_Tarea_: Devuelve todas las líneas del material que contengan la palabra "roof", copiadas tal cual.

Etiquetas de puntos de objetos
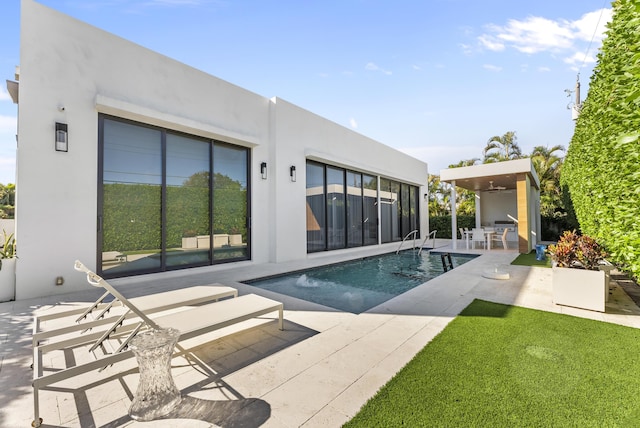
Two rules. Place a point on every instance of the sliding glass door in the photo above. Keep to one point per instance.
(169, 200)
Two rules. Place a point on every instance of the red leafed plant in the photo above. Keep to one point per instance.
(577, 251)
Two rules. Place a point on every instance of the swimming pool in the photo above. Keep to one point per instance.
(359, 285)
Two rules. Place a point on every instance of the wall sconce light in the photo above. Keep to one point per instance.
(62, 141)
(263, 170)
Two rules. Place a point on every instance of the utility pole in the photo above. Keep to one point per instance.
(575, 109)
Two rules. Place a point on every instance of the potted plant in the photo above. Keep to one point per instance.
(576, 277)
(7, 267)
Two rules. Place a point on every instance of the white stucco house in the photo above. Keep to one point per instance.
(136, 163)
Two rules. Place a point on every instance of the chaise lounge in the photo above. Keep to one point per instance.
(190, 322)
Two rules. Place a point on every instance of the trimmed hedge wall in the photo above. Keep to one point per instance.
(443, 224)
(132, 215)
(602, 166)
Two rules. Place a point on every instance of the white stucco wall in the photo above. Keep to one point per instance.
(67, 63)
(496, 205)
(301, 135)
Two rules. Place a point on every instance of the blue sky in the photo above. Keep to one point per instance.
(433, 78)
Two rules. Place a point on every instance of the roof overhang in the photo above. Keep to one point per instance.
(13, 87)
(500, 174)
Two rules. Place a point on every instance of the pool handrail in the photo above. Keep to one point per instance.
(433, 232)
(415, 235)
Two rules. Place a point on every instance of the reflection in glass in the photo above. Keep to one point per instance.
(187, 201)
(354, 209)
(335, 208)
(230, 215)
(315, 208)
(370, 213)
(405, 221)
(132, 189)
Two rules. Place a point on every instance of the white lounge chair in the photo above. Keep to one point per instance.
(477, 235)
(114, 313)
(190, 322)
(501, 238)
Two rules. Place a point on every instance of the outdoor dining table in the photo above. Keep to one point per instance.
(488, 233)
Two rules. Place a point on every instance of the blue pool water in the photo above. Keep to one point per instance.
(359, 285)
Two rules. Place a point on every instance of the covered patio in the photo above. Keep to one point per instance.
(507, 196)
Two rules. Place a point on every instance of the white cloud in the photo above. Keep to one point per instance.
(491, 67)
(373, 67)
(536, 34)
(8, 125)
(585, 26)
(491, 43)
(174, 2)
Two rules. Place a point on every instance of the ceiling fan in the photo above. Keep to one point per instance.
(492, 187)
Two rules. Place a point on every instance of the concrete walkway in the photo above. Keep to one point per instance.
(316, 373)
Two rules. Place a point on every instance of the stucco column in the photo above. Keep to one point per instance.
(454, 218)
(478, 209)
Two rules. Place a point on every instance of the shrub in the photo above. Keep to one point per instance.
(577, 251)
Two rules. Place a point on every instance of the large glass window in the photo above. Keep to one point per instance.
(230, 233)
(370, 209)
(399, 210)
(131, 195)
(316, 230)
(162, 207)
(389, 209)
(345, 208)
(188, 210)
(336, 212)
(354, 209)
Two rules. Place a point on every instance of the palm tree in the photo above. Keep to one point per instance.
(502, 148)
(548, 163)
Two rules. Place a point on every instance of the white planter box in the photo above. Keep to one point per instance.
(579, 288)
(8, 280)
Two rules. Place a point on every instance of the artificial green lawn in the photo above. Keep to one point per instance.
(504, 366)
(530, 260)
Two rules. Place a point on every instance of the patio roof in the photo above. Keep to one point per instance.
(500, 174)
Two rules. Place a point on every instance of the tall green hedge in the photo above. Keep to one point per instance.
(602, 166)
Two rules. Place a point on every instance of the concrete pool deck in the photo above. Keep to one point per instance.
(316, 373)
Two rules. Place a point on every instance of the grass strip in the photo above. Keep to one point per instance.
(505, 366)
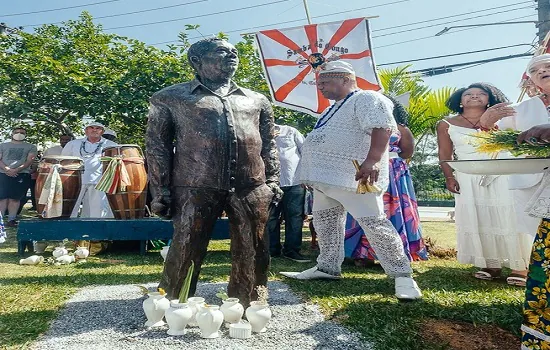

_Ejercicio resuelto_:
Two rules. Place a point on every instance of the roof overhang in the photo above. Keep to one point per instance.
Two rules. Place a point on every instance of the patio roof in the photo above. Keep to one point per instance.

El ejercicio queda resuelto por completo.